» **Written instruction**:
Revise the data starting at the line that contains "In the photo above, where can the long" and ending at the last line of the data, replacing "gymnast" with "acrobat" and keeping everything else unchanged. Return only those lines.

» **Input material**:

.....

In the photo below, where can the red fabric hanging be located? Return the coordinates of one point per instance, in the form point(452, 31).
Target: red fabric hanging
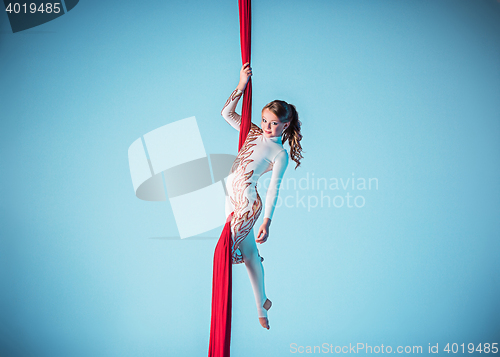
point(245, 7)
point(220, 325)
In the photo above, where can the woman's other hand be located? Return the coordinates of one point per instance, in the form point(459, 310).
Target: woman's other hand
point(263, 231)
point(245, 74)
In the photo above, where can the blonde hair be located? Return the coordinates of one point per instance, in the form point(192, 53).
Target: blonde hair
point(287, 113)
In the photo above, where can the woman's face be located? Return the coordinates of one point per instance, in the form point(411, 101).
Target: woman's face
point(271, 125)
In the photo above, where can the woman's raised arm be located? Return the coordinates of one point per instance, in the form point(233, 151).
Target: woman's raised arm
point(228, 112)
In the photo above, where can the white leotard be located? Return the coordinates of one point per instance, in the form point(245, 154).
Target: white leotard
point(257, 156)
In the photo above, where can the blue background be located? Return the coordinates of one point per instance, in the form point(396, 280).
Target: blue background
point(404, 91)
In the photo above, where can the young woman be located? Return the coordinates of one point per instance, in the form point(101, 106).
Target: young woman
point(262, 152)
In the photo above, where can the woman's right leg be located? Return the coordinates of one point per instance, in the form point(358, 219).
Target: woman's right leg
point(253, 263)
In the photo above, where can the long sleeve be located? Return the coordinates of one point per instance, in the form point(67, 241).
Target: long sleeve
point(233, 118)
point(279, 167)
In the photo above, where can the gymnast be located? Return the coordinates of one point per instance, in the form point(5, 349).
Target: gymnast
point(261, 152)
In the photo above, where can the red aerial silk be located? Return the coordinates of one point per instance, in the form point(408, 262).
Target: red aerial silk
point(220, 325)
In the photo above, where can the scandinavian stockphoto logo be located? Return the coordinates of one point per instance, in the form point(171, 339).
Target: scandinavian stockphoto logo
point(25, 15)
point(172, 158)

.....

» **Complete response**:
In the photo above, where can the long sleeve be located? Return the coordinates of one point per instance, in the form point(67, 241).
Target: long sleeve
point(233, 118)
point(279, 167)
In the photo above, where can the acrobat be located? Return the coordinates of one point per instance, in the form point(5, 349).
Target: acrobat
point(261, 152)
In the photo above, where can the red aerial silk be located? Return the coordinates of one point per instance, in the form point(408, 262).
Target: red aerial silk
point(220, 325)
In the photo above, where can the scandinavian stockphoto logo be located? Return the coordinates of one point per instance, in the form point(171, 339).
Target: scandinavian stockphoto logo
point(25, 15)
point(172, 158)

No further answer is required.